• Recorded data:
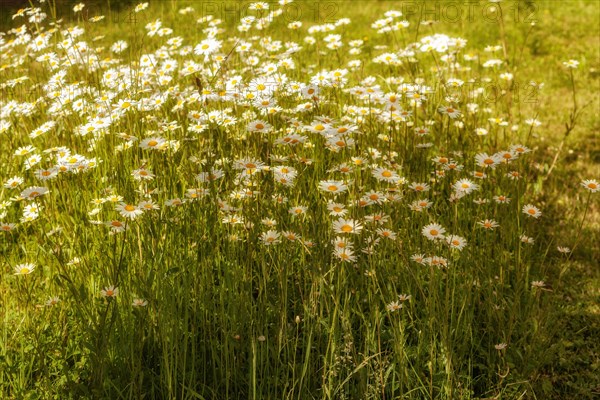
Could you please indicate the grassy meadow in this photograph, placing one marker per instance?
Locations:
(300, 200)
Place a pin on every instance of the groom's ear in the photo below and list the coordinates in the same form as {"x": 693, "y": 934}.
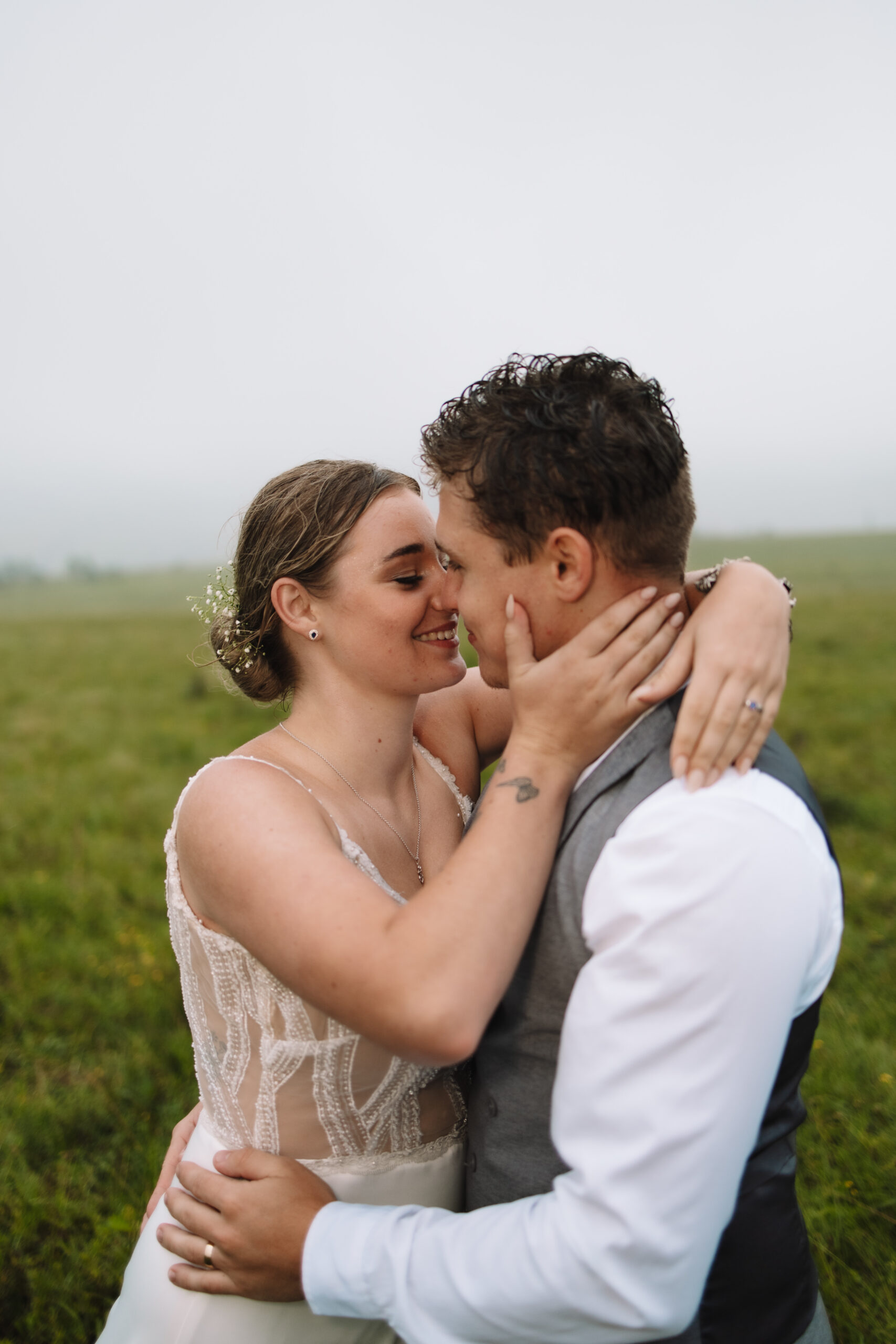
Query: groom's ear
{"x": 573, "y": 562}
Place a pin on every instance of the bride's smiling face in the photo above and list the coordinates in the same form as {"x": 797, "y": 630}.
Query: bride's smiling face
{"x": 383, "y": 622}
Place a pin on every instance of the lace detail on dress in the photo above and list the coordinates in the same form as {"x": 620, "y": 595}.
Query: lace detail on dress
{"x": 444, "y": 773}
{"x": 279, "y": 1074}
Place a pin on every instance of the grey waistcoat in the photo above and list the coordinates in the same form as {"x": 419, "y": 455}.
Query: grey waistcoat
{"x": 762, "y": 1288}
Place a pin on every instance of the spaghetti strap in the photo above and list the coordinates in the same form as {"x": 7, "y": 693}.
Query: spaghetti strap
{"x": 258, "y": 761}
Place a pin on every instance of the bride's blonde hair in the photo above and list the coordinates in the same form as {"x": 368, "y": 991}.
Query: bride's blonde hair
{"x": 296, "y": 527}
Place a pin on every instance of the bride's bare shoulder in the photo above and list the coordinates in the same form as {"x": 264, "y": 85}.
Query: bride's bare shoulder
{"x": 467, "y": 726}
{"x": 248, "y": 791}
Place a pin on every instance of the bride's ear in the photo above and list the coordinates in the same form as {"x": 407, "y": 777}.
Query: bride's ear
{"x": 294, "y": 606}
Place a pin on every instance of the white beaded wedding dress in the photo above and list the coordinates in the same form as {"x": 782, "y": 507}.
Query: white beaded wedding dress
{"x": 276, "y": 1073}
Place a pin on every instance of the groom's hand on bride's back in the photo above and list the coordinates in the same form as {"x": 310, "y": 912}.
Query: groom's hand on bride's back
{"x": 254, "y": 1215}
{"x": 181, "y": 1136}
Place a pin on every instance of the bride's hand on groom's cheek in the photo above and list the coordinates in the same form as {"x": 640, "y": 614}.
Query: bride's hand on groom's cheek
{"x": 735, "y": 648}
{"x": 254, "y": 1218}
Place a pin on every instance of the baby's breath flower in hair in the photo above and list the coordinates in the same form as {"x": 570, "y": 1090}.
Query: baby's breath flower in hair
{"x": 220, "y": 604}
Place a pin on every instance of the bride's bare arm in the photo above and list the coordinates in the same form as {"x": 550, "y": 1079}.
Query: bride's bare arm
{"x": 260, "y": 860}
{"x": 736, "y": 646}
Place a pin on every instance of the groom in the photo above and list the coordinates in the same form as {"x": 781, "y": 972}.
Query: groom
{"x": 632, "y": 1163}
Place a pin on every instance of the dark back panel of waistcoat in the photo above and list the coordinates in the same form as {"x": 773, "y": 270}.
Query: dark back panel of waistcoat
{"x": 511, "y": 1153}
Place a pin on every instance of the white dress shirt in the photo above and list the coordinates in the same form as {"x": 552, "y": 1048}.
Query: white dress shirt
{"x": 714, "y": 920}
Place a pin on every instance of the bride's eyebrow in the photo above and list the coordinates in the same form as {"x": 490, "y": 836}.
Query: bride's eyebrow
{"x": 414, "y": 549}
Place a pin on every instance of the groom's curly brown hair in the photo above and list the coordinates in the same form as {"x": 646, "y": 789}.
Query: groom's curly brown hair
{"x": 570, "y": 441}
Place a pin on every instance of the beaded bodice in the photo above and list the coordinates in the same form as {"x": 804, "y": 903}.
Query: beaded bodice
{"x": 279, "y": 1074}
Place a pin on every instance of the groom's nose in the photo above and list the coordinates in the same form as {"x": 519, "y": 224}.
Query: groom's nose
{"x": 445, "y": 596}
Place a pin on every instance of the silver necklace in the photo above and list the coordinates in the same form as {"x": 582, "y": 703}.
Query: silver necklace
{"x": 419, "y": 820}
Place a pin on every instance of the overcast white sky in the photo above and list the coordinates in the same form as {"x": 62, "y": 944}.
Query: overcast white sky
{"x": 238, "y": 234}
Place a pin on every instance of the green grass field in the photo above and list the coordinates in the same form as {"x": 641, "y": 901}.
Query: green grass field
{"x": 102, "y": 721}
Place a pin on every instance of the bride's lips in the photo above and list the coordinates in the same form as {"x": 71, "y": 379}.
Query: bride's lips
{"x": 444, "y": 636}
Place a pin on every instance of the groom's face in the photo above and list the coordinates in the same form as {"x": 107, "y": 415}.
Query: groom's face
{"x": 480, "y": 580}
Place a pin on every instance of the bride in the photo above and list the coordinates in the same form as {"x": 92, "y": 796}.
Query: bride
{"x": 339, "y": 949}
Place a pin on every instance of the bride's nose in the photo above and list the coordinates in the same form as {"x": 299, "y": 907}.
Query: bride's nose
{"x": 441, "y": 598}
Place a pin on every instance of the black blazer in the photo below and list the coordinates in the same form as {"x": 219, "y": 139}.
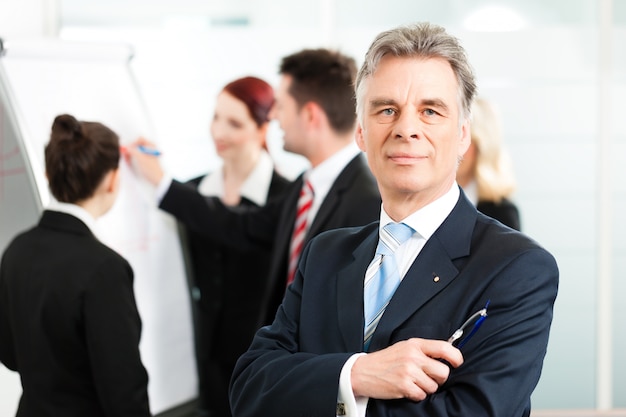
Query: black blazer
{"x": 69, "y": 323}
{"x": 352, "y": 200}
{"x": 229, "y": 281}
{"x": 505, "y": 212}
{"x": 292, "y": 367}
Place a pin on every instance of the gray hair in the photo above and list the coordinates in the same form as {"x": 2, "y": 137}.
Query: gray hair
{"x": 422, "y": 40}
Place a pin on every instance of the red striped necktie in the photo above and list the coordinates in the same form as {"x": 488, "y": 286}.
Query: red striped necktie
{"x": 300, "y": 228}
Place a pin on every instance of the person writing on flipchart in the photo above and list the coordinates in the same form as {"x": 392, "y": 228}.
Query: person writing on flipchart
{"x": 315, "y": 108}
{"x": 368, "y": 325}
{"x": 68, "y": 319}
{"x": 226, "y": 281}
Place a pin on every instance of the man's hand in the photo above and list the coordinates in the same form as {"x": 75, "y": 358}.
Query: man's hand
{"x": 148, "y": 166}
{"x": 409, "y": 369}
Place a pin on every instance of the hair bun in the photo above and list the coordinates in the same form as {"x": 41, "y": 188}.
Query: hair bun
{"x": 66, "y": 127}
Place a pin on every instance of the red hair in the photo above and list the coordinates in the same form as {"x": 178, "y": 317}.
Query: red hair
{"x": 256, "y": 94}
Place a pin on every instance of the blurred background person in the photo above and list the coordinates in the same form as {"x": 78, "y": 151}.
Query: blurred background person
{"x": 227, "y": 283}
{"x": 486, "y": 172}
{"x": 315, "y": 108}
{"x": 68, "y": 319}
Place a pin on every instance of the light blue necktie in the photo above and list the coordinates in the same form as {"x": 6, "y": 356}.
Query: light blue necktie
{"x": 382, "y": 277}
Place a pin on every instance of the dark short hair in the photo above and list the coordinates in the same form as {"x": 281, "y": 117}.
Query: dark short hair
{"x": 256, "y": 94}
{"x": 78, "y": 156}
{"x": 325, "y": 77}
{"x": 422, "y": 40}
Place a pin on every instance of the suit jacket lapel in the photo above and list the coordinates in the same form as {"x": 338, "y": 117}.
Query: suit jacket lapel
{"x": 333, "y": 198}
{"x": 350, "y": 292}
{"x": 431, "y": 272}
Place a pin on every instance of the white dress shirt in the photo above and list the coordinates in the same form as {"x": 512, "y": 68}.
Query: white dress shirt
{"x": 425, "y": 222}
{"x": 255, "y": 188}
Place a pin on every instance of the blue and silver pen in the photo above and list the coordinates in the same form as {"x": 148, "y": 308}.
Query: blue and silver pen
{"x": 475, "y": 320}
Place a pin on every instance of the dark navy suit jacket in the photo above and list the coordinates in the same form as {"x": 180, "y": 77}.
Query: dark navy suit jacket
{"x": 292, "y": 367}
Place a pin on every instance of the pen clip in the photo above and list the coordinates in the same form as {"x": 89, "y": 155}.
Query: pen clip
{"x": 476, "y": 319}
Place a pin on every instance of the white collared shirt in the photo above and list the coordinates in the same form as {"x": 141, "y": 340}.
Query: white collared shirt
{"x": 323, "y": 176}
{"x": 255, "y": 188}
{"x": 425, "y": 222}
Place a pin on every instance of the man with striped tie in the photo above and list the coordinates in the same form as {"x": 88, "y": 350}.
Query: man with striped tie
{"x": 382, "y": 320}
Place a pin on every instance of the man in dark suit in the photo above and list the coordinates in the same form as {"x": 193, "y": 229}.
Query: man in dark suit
{"x": 414, "y": 93}
{"x": 315, "y": 107}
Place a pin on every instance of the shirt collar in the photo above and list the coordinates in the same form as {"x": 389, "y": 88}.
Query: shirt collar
{"x": 471, "y": 191}
{"x": 255, "y": 188}
{"x": 76, "y": 211}
{"x": 427, "y": 220}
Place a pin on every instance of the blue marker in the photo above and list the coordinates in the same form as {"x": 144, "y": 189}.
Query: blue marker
{"x": 149, "y": 151}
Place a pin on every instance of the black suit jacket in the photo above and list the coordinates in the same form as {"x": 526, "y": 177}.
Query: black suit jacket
{"x": 505, "y": 212}
{"x": 225, "y": 285}
{"x": 292, "y": 367}
{"x": 352, "y": 200}
{"x": 69, "y": 324}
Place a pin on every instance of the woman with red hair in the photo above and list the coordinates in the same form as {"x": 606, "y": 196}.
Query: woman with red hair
{"x": 227, "y": 284}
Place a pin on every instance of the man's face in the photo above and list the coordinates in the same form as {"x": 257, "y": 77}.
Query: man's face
{"x": 410, "y": 128}
{"x": 289, "y": 117}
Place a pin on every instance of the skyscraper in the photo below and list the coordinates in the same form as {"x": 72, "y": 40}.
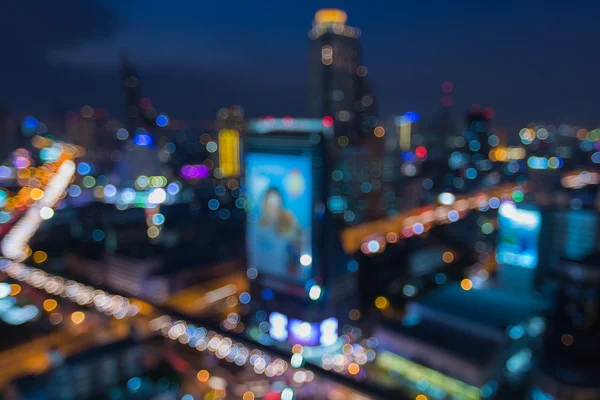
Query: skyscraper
{"x": 341, "y": 96}
{"x": 338, "y": 85}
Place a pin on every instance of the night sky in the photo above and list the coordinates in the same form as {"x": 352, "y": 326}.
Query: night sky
{"x": 531, "y": 62}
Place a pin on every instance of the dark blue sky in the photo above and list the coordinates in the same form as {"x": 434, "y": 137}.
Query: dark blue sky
{"x": 531, "y": 62}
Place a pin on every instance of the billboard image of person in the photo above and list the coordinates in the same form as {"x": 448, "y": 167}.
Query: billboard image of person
{"x": 279, "y": 231}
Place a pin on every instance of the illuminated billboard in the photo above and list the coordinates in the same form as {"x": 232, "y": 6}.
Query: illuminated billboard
{"x": 229, "y": 152}
{"x": 519, "y": 236}
{"x": 279, "y": 210}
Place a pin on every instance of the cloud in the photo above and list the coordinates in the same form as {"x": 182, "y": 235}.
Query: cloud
{"x": 31, "y": 28}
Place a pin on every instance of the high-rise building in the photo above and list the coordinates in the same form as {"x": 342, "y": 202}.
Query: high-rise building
{"x": 338, "y": 85}
{"x": 341, "y": 96}
{"x": 570, "y": 366}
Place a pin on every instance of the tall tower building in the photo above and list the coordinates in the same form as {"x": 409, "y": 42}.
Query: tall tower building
{"x": 338, "y": 84}
{"x": 132, "y": 96}
{"x": 341, "y": 96}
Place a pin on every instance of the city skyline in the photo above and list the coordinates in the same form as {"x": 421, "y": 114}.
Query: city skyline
{"x": 226, "y": 55}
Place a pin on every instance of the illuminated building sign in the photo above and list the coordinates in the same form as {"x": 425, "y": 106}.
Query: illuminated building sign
{"x": 519, "y": 236}
{"x": 288, "y": 124}
{"x": 295, "y": 331}
{"x": 279, "y": 209}
{"x": 229, "y": 152}
{"x": 195, "y": 171}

• Problem description: All lines in the listing above between the line with "Place a pin on every instance of the shirt" and the line with "Place a pin on every instance of the black suit", inclusive, should be set down exactly, and no line outside that range.

• Exercise solution:
Place a pin on every instance of the shirt collar in the photo above and list the coordinates in the same form as {"x": 389, "y": 88}.
Query: shirt collar
{"x": 471, "y": 191}
{"x": 255, "y": 188}
{"x": 76, "y": 211}
{"x": 427, "y": 220}
Place a pin on every instance of the blue marker in the photo above and list the coordinates in the same form as {"x": 144, "y": 189}.
Query: blue marker
{"x": 149, "y": 151}
Place a pin on every instance of the black suit jacket in the photo above and list the coordinates in the same form as {"x": 526, "y": 177}.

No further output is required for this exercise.